_FRAGMENTO PROPORCIONADO_
Pero, para que el amor de Dios se haga realidad viva y vivida en cada bautizado, es necesario acogerlo y vivirlo personalmente y con total libertad. El amor del Amante precisa ser acogido por el amado. La primera respuesta de la persona al amor de Dios es la fe, con la que, atraída por la gracia de Dios, se adhiere a Él y se abandona libremente en sus manos. Todo bautizado, también los bautizados en la infancia en la fe de la Iglesia, profesada por sus padres, debe recorrer, personal y libremente, un camino espiritual; en este camino, con la ayuda de la gracia de Dios, va germinando, creciendo y dando frutos de amor y de vida eterna la semilla recibida en el bautismo. Todo bautizado está llamado a ser un creyente, un discípulo y un testigo del Señor junto con el resto de la familia de los hijos de Dios.
Por desgracia, el actual contexto de secularización, materialismo e indiferencia religiosa lleva a muchos bautizados a no valorar ni vivir el don recibido en su bautismo; se alejan poco a poco de la Iglesia y de Cristo. Otros, en un ambiente cada vez más hostil hacia el cristianismo, se avergüenzan de ser bautizados en privado o en público. No son pocos los padres bautizados que ya no piden el bautismo para sus hijos, privándoles del mayor don que les pueden hacer. Toda la comunidad eclesial estamos llamados a ayudarles para que reaviven su fe y su vida cristiana, reencontrándose de nuevo con Jesucristo y el Evangelio.

_EJERCICIO 1_
Según el fragmento sobre el bautismo, ¿cuál es la primera respuesta de la persona al amor de Dios?
El fragmento y las filas proceden de fuentes distintas.

Entradas de identificación de ubicación:
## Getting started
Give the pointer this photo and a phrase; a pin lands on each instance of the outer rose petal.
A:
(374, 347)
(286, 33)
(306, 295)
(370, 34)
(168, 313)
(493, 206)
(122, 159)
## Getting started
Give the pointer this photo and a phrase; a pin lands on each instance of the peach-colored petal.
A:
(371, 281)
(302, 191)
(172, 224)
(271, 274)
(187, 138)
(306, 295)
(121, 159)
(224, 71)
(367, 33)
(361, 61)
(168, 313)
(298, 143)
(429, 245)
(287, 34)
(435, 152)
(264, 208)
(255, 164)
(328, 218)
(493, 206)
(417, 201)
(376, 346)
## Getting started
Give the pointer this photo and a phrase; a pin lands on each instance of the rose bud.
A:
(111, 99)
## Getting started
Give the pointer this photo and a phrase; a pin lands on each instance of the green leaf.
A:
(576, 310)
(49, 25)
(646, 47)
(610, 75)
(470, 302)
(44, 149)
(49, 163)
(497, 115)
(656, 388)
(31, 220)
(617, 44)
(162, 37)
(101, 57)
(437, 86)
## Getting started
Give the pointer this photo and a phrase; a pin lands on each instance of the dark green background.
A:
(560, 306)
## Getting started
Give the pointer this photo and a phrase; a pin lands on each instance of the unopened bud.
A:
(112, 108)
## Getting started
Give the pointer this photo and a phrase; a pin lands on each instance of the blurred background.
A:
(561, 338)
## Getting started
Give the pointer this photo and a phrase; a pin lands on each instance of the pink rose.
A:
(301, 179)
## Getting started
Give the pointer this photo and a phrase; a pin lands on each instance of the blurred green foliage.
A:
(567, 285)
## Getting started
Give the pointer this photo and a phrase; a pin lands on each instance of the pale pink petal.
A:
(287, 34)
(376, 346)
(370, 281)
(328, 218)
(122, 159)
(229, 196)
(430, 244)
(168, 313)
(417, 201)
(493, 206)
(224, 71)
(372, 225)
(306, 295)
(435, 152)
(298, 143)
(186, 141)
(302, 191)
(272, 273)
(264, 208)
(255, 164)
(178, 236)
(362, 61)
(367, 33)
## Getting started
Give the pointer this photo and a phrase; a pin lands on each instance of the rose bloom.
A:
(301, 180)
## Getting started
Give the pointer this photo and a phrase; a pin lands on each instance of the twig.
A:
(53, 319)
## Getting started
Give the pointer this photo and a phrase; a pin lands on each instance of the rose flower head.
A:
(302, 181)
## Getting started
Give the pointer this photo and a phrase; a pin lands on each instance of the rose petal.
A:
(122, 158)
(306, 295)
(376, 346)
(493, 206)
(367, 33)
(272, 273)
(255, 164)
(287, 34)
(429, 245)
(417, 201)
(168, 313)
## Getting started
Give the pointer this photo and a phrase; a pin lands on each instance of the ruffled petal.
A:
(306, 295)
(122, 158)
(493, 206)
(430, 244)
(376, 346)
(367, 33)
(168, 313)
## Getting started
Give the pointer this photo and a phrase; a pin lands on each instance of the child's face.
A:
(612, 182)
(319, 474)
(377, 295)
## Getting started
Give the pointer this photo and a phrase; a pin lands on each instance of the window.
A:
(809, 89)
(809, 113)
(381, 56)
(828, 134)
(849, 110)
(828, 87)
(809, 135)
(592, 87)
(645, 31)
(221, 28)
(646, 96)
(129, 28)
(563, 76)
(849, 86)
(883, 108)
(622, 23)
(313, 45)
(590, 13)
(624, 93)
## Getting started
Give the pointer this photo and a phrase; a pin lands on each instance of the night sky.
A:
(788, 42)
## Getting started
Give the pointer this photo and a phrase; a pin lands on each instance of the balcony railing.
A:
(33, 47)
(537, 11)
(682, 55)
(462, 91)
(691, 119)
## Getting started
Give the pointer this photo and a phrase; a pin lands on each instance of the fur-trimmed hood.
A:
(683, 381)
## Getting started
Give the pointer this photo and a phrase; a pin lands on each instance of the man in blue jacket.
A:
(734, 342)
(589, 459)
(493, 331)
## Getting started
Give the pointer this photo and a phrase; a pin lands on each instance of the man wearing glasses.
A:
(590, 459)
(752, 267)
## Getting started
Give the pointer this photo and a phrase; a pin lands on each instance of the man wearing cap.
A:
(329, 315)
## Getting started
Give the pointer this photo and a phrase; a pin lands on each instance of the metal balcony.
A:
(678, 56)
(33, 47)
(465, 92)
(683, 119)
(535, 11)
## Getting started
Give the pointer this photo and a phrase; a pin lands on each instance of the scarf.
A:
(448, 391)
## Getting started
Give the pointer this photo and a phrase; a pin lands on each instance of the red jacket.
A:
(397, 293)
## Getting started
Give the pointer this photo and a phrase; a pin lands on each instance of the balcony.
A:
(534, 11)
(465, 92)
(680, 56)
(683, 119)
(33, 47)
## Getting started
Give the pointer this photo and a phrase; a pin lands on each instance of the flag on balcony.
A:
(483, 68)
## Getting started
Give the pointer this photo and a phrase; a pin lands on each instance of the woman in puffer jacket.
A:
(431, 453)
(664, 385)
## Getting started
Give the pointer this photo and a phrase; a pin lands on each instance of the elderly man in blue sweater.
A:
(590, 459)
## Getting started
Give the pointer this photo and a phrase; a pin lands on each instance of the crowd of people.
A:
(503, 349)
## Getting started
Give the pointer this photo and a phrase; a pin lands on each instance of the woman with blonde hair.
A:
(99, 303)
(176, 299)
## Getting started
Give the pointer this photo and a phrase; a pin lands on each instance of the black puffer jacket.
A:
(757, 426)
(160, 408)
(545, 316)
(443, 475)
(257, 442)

_EJERCICIO 2_
Indica cuántas líneas de las filas contienen la palabra "blurred". Responde solo con el número.

_RESULTADO 1_
La fe.

_RESULTADO 2_
2